* Assignment *
If a line holds the word "cliff", copy it from the entries.

* Source records *
——

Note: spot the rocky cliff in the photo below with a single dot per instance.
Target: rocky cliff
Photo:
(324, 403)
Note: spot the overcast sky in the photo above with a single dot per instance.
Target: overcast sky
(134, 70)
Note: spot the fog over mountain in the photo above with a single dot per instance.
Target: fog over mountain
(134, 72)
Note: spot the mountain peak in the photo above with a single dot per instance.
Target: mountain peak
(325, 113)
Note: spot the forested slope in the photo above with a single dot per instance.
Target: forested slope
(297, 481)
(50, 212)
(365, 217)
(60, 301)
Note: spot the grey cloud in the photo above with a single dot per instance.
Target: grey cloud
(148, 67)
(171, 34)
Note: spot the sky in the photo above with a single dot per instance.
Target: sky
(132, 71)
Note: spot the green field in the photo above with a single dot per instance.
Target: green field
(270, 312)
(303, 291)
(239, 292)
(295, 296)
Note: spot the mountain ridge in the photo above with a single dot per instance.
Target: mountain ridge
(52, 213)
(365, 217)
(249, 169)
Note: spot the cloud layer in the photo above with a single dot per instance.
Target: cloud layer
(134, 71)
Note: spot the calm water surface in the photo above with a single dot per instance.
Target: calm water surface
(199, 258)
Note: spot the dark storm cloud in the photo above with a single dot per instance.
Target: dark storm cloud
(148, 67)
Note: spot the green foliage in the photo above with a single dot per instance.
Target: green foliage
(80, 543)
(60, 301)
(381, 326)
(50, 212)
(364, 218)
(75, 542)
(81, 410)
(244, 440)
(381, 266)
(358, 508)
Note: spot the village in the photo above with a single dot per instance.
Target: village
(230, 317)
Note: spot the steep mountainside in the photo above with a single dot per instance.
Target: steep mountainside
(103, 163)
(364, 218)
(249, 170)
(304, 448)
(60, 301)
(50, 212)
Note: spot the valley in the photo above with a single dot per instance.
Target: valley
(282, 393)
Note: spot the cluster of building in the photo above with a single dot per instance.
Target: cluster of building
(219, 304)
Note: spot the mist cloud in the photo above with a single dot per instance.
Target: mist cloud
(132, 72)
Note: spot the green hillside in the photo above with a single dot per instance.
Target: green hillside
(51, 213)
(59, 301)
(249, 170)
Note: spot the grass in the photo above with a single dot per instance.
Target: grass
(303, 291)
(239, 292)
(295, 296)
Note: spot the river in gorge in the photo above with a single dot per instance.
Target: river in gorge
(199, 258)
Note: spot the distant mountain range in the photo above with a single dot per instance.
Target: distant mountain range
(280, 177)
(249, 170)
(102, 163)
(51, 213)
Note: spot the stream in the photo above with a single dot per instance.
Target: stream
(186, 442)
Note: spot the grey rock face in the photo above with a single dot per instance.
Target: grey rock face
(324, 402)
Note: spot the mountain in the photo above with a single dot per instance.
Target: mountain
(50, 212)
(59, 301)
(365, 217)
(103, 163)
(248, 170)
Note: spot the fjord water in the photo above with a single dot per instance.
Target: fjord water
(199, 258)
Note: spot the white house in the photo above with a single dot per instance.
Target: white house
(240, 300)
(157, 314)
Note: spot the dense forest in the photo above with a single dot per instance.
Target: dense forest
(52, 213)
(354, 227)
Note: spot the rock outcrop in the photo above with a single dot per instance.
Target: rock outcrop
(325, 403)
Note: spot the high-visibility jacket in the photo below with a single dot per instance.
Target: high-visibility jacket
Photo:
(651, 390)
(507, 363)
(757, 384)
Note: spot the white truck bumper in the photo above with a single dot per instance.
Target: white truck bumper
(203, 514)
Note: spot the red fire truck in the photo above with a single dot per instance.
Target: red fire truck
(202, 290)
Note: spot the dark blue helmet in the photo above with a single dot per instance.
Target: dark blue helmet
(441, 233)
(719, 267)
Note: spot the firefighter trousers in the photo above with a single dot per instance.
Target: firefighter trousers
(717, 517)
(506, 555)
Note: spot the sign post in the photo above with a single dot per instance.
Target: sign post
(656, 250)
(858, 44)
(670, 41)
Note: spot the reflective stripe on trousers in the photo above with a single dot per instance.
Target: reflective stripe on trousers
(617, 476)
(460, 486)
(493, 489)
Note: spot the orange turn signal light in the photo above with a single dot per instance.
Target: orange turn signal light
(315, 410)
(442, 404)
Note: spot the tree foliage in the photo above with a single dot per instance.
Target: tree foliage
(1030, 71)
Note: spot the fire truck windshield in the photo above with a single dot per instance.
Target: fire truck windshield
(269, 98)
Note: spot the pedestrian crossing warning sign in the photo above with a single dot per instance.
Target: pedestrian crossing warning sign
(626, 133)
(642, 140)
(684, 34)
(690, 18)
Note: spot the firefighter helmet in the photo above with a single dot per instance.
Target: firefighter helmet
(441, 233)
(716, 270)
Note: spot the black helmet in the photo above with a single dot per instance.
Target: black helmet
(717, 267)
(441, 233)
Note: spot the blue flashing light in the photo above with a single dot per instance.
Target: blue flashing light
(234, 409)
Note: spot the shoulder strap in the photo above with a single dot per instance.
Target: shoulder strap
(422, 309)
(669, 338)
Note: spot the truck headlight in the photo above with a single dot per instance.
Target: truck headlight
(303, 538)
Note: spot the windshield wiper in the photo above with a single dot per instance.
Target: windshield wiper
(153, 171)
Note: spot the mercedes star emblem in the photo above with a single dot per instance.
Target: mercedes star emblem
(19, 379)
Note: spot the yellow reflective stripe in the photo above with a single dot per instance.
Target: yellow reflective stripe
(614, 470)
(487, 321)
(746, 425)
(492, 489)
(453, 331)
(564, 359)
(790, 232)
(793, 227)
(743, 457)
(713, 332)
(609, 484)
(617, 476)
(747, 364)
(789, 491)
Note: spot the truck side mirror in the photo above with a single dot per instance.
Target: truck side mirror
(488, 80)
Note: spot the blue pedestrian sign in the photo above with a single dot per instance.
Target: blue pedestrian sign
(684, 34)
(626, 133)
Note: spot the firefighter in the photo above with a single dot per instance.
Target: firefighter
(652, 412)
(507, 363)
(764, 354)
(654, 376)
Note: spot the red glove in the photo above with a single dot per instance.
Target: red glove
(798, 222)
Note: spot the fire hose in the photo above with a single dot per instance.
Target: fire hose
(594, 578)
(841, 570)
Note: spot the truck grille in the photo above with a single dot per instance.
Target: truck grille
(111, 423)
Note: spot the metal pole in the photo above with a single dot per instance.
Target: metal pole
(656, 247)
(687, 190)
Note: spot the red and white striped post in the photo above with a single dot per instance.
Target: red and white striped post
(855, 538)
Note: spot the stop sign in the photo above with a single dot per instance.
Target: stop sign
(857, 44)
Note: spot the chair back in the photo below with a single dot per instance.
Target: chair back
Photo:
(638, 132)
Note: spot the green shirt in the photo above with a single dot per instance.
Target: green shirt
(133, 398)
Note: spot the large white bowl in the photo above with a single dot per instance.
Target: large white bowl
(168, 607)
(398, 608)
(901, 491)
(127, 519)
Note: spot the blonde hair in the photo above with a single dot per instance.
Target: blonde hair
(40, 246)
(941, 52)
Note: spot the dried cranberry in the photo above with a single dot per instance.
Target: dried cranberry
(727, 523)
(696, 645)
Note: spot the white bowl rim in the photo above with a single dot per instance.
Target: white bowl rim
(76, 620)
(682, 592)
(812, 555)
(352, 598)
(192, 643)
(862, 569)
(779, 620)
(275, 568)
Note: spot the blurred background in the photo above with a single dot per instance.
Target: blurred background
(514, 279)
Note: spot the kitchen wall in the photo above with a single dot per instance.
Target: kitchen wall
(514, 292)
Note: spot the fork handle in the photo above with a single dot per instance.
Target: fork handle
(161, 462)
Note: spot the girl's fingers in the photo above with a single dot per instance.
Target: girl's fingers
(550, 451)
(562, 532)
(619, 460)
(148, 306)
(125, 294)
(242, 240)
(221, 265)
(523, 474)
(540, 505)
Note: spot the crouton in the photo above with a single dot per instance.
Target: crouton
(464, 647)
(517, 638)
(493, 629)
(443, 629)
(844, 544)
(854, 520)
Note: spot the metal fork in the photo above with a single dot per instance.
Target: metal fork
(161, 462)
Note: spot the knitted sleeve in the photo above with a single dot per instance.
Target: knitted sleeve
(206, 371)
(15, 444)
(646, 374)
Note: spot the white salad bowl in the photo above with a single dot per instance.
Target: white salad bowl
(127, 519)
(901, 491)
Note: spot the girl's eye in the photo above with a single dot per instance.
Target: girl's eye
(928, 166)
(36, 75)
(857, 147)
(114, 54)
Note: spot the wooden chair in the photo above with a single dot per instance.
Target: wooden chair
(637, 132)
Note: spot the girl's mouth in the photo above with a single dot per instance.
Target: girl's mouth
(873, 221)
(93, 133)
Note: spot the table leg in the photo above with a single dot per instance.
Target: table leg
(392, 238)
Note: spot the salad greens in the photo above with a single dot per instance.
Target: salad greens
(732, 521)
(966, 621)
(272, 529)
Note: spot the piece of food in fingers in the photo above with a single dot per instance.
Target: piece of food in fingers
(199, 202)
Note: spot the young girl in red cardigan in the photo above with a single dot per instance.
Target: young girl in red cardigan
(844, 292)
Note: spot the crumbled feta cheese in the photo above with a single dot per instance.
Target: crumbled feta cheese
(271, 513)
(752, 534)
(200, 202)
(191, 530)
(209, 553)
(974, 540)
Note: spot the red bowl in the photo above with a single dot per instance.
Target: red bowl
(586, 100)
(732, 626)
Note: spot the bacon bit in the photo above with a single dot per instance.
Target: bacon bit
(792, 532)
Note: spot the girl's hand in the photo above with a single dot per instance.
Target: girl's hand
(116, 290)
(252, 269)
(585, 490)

——

* Answer space *
Note: spot the rocky cliff in the photo below with a single dot per instance.
Target: rocky cliff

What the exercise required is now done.